__Document passage__:

———

The week of 22 August, Evergrande filed for US Chapter 15 bankruptcy protection for foreign companies in a creditor restructuring process, causing the Hong Kong Stock Exchange's benchmark Hang Seng index to fall 2.1% and accumulate a 20% loss from January at 17,950 points.
The US rating agency, JPMorgan, recommended paying special attention to emerging markets and their respective corporate real estate sectors as the year draws to a close.
China's debt crisis, triggered by the real estate sector, is making investors quite uneasy about the immediate future of the world's second largest economy.
Wall Street is already wondering whether Evergrande will be another Lehman Brothers-style collapse whose internal financial hole was hidden from supervisory authorities and when it could no longer be sustained over time, its bankruptcy in 2008 was just the harbinger of the financial crisis that was unfolding in the United States and would eventually spread to Europe and other economies.

———

__Information provided__:

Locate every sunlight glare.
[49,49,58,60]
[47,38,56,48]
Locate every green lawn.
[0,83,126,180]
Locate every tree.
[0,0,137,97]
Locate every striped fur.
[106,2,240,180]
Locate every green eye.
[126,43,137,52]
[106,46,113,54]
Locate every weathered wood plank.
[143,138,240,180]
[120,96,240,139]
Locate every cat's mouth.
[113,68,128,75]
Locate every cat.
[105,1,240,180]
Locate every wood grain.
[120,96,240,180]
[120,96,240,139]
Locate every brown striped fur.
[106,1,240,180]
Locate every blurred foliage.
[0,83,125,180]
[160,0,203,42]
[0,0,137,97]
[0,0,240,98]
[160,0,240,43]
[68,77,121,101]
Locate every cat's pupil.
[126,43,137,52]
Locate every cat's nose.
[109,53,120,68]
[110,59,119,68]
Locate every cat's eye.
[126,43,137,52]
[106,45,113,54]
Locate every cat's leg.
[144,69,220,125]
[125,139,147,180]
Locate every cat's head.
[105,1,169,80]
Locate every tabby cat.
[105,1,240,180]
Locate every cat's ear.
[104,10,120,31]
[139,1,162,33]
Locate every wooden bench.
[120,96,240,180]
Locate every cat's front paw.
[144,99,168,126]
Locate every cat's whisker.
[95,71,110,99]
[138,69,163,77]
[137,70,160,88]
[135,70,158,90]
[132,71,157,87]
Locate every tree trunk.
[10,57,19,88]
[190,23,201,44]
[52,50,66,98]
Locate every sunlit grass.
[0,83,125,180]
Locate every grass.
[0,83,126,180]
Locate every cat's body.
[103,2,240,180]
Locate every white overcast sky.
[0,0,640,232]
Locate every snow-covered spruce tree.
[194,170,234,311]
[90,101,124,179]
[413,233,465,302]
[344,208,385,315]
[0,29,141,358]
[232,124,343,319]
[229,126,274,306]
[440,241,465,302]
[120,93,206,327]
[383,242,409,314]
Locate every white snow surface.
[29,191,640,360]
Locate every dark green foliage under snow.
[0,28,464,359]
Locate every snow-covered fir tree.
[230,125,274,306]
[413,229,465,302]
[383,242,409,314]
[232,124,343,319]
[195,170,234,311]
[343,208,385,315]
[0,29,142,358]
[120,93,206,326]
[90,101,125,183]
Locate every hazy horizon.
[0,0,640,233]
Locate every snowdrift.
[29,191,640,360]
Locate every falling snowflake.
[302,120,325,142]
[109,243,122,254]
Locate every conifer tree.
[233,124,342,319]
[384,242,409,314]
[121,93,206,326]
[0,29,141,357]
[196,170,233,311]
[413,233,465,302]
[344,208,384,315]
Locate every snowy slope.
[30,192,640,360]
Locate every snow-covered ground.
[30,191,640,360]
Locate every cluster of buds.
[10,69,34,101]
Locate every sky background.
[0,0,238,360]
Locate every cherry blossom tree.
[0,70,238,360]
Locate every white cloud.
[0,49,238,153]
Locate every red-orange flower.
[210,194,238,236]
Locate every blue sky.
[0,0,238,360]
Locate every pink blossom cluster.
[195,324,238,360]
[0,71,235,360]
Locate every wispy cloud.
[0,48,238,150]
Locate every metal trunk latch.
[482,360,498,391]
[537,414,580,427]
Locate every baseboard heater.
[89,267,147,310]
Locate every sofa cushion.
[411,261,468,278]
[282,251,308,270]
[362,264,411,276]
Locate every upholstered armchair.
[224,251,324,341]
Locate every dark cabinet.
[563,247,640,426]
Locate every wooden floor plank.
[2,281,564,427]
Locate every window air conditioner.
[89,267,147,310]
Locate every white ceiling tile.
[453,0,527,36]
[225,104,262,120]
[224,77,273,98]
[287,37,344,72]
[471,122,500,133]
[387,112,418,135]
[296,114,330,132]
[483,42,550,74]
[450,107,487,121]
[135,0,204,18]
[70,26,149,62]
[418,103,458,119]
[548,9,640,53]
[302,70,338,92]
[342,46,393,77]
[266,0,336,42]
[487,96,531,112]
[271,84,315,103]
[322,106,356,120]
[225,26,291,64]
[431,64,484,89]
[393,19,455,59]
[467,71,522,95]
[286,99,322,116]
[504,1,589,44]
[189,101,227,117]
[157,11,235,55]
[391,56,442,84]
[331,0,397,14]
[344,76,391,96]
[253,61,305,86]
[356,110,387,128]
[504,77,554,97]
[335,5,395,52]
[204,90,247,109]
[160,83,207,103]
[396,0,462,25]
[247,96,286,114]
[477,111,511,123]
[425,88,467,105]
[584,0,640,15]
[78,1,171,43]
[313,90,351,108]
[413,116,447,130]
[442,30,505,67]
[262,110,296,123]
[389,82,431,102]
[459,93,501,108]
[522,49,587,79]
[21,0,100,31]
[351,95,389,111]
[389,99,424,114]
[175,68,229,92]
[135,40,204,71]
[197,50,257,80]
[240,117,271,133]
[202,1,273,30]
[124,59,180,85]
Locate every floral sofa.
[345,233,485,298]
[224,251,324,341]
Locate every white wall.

———

__Complete the following__:
A) From the passage on Evergrande and China's debt crisis, extract the words starting at "Wall Street is" and ending at "and other economies.".
B) Continue the passage on Evergrande and China's real estate debt crisis from its final sentence.

__Exercise answers__:
A)
Wall Street is already wondering whether Evergrande will be another Lehman Brothers-style collapse whose internal financial hole was hidden from supervisory authorities and when it could no longer be sustained over time, its bankruptcy in 2008 was just the harbinger of the financial crisis that was unfolding in the United States and would eventually spread to Europe and other economies.

B)
Evergrande is also a large construction and real estate company that is too big to be allowed to fall and the answer lies with the Chinese government of Xi Jinping and the manoeuvres they decide to make in the coming days.
The international scenario opens another front of instability, volatility and uncertainty, the three curse words for global investors. The International Monetary Fund (IMF) had barely raised the alarm by pointing out that world GDP in the first half of the year had performed better than expected and that the resilience shown by the emerging economies was helping the global economy.
The IMF had estimated for the world (before the Evergrande bankruptcy was announced) a GDP of 3% for 2023; and in the case of China of 5.2%, a forecast that could be complicated if a contagion effect occurs and the Chinese real estate bubble ends up bursting completely.
The construction sector is one of the main pillars for the generation of wealth in countries due to its ability to link up with many other sub-sectors; that is why when a bankruptcy occurs that drags down other corporations it can end up leading an economy into recession and the government in question will need to implement financial bailouts to stop the bleeding.
A COLLATION
What happened to Evergrande? Its decline deepened in 2021 as the Jinping government imposed tight containments and a focus on controlling and curtailing the spread of the Coronavirus prevailed as a top priority for the world's most populous country.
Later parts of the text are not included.